▶ _Short problem_
Rewrite the records below, changing every "query" to "search term" and keeping everything else the same. Leave the pictures out.

▶ _Source data_
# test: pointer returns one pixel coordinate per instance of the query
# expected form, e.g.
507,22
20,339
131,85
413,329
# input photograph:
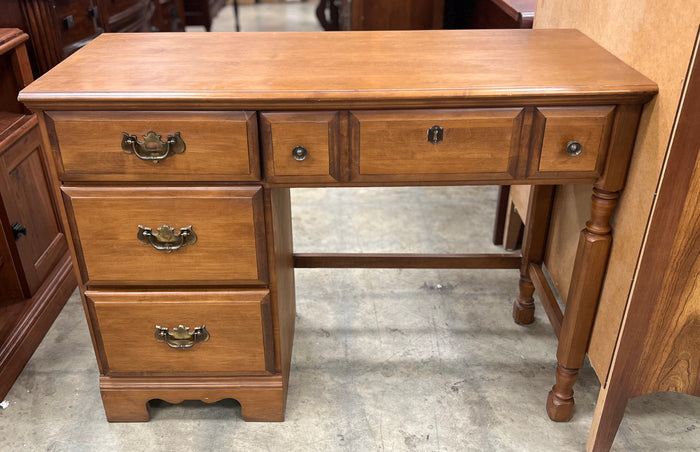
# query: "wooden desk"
259,113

▶ _Response_
# test: pointer returns one pixel coordinate per instance of the search term
# expected form, e.g.
507,22
20,339
131,85
413,329
# input photograph:
# search term: "wooden desk"
259,113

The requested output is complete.